# O que fazer
1. Responda com base no trecho sobre mitos e poder:
(a) Quantas pessoas saíram da pobreza absoluta a partir de Chávez?
(b) Quantos médicos cubanos atendem o povo venezuelano graças ao convênio com Cuba?
(c) Em que data aparece a postagem "O poder fascina, mas embriaga"?
2. Continue o trecho sobre mitos e poder a partir do ponto em que ele termina.

Mas, um pai ou uma mãe, que faz tudo para ver a felicidade dos seus rebentos, também se torna mito para seus filhos. Um professor ou uma professora que dá um toque especial na formação escolar e acadêmica de muitos estudantes, também se torna mito para muitos alunos.

Com explicar a comoção e o carinho dos venezuelanos ao um presidente que conduziu em 14 anos, mudanças importantes para vida de um povo que foi privado de coisas básicas por séculos?
 
Seguramente, a própria história da Venezuela. Segundo o jornalista Leandro Forte, uma nação rica em petróleo, mas que era distribuído apenas para 1% da população. Foi a partir de Chávez que 5 milhões pessoas saíram da pobreza absoluta; mercados subsidiados de alimentos foram criados.

Em três anos foram alfabetizadas cerca de um milhão de pessoas. Em convênio com Cuba, o povo venezuelano se beneficia com 14 mil médicos cubanos. Os programas sociais oferecem condições mais favoráveis na saúde, previdência, habitação, cultura, saneamento e educação. E o mais importante: o surgiu uma nova consciência política entre os pobres.

Spartacus, um pai/uma mãe, um professor/uma professora, mas também figuras como Gandhi, Irmã Dulce, os grandes descobridores. Eles possuem algo em comum: passaram pela vida das pessoas deixando marcas importantes em suas vidas e se toraram mitos dos seus filhos, dos seus alunos, do seu povo.

Claro que é importante construirmos uma sociedade que não precise de mitos para se desenvolver. Mas, mesmo se chegarmos lá, enquanto seres humanos tiverem suas vidas marcadas por pessoas especiais e diferenciadas, veremos muitos mitos. Parece que o que faz um mito é o que ele representa na vida das pessoas.

Ah! Um mito é sempre amado por uns e odiado por outros. Que o diga Hugo Chávez.

quarta-feira, 6 de março de 2013

O poder fascina, mas embriaga


Não há dúvidas de que ter algum tipo de poder é o que faz as coisas e a vida acontecerem. Não se trata apenas de poder econômico ou político. Pode ser o simples poder de chefiar ou coordenar um grupo de pessoas, uma família ou uma empresa. Até mesmo, o poder que dá ter uma grana que nunca se ganhou antes, ou o prestígio de uma profissão vista como nobre.

De fato, o poder fascina, encanta. Seduz. Dá uma sensação de onipotência ter a admiração, o respeito e até o medo das outras pessoas. Só porque temos algum tipo de poder. Que nos estimula a termos iniciativa, dedicação, enfrentar situações de pressão, assumir riscos, estabelecer e atingir objetivos. Há quem diga que conhecimento e poder são indissociáveis. Daí que não basta apenas ter poder. É preciso sabedoria para saber usá-lo.

# Dados de origem

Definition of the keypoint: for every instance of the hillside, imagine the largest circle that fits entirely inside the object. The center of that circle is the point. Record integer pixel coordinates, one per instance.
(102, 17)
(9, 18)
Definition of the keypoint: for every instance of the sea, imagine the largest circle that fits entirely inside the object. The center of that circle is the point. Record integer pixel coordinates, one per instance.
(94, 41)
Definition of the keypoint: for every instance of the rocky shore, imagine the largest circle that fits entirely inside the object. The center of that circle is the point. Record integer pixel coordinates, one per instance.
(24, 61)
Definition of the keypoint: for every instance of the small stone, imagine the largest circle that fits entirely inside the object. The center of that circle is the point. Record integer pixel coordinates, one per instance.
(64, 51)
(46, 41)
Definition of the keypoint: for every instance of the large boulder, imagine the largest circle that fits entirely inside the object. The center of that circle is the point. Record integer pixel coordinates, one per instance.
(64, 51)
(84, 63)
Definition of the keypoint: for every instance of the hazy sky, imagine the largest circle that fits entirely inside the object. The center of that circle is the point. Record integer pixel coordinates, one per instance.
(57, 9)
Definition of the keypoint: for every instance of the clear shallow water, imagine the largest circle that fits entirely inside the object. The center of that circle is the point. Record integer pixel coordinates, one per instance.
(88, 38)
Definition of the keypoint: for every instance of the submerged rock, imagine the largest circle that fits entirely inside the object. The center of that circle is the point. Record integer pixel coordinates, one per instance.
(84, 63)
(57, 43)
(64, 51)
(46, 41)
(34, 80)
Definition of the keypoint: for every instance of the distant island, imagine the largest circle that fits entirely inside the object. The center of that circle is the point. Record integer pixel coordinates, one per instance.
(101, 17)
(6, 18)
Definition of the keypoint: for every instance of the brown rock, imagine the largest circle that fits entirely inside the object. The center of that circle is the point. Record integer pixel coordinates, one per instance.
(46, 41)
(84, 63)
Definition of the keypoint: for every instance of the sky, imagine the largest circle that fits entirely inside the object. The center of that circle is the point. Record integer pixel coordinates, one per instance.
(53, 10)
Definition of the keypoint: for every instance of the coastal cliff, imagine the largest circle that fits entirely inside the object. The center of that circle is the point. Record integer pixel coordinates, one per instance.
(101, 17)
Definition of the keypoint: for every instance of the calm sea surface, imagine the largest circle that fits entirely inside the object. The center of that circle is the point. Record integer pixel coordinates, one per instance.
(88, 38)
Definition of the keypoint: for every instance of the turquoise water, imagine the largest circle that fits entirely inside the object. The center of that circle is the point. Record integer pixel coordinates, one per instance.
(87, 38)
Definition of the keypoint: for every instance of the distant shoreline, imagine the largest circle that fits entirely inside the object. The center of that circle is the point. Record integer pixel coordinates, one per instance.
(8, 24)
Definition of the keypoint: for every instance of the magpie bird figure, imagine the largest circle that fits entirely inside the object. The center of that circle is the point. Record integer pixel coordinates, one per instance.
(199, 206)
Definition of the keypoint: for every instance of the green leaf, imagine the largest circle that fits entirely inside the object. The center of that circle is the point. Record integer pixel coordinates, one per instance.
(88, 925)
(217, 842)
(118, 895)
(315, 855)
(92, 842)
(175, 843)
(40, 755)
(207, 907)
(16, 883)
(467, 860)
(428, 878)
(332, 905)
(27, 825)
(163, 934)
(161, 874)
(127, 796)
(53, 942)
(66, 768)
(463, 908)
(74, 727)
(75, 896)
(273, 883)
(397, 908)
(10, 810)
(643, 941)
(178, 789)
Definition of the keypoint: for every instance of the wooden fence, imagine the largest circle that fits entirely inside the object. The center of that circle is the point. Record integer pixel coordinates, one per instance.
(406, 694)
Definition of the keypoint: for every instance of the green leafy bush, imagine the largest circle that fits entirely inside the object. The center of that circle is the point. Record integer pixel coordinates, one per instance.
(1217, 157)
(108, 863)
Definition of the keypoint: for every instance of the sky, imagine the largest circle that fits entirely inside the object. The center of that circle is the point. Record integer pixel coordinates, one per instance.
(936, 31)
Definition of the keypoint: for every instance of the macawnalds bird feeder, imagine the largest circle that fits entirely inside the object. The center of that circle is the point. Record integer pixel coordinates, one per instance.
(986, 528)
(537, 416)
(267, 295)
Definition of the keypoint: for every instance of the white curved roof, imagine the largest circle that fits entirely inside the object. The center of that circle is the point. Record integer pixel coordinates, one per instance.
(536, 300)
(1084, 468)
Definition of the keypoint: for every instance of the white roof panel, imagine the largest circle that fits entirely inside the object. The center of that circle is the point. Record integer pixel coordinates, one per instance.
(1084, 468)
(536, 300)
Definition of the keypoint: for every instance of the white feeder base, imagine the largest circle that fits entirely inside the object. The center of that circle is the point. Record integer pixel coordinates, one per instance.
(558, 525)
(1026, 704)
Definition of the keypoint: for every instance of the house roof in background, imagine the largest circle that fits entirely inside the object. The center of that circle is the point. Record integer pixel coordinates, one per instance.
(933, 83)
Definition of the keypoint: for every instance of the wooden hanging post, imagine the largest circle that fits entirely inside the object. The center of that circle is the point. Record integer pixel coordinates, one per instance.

# Respostas por tarefa
1.
(a) 5 milhões de pessoas.
(b) 14 mil médicos cubanos.
(c) Quarta-feira, 6 de março de 2013.

2.
O bom é poder falar de algo com experiência prática. Pude sentir os efeitos do poder quando exerci a Presidência do Sindicato dos Comerciários de Salvador por seis anos. Senti um poder absurdo durante muitas manifestações a ponto de não ter medo da presença policial, sempre muito intimidadora e, em muitos momentos, repressiva. Parece que nos transformamos em heróis e heroínas, agindo sem medo por saber que estamos fazendo algo importante.

Senti também o poder de conduzir um coletivo de pessoas, entre funcionários e diretores. Constatei que, se você age com equilíbrio e sensatez, torna-se uma referência positiva. Porém, se comete deslizes e incoerências, ninguém respeita sua liderança.

Percebo esse poder também no trabalho como jornalista no considerado o 4º poder. Como as pessoas se postam diante de alguém com um crachá de um veículo de comunicação, sempre com um olhar tipo “é o pessoal da imprensa...cuidado com meu comportamento ou com o que falarei”.

Quando as coisas vão acontecendo como você – todo poderoso / toda poderosa – direciona, é preciso ter cuidado, pois acabamos envolvidos por uma certa soberba. E ai mora o perigo. Perdemos um pouco a noção do que é essencial e do que é superficial na vida. Começamos a meter os pés pelas mãos. Vivi um pouco isso, pois reconheci, depois, que encaminhei decisões ruins, para mim e para os coletivos onde atuei. Ainda bem que acertei mais do que errei.

É bom viver os dois lados dos efeitos do poder. Torna-se uma experiência única, mas que só contará para aprimorar o exercício do poder se formos generosos com ele. É. Porque é preciso ter generosidade nessa questão. O mesmo poder que fascina e faz a vida acontecer - do jeito que você pensa e conduz -, também embriaga. E a ressaca é um turbilhão, do qual não se sai facilmente.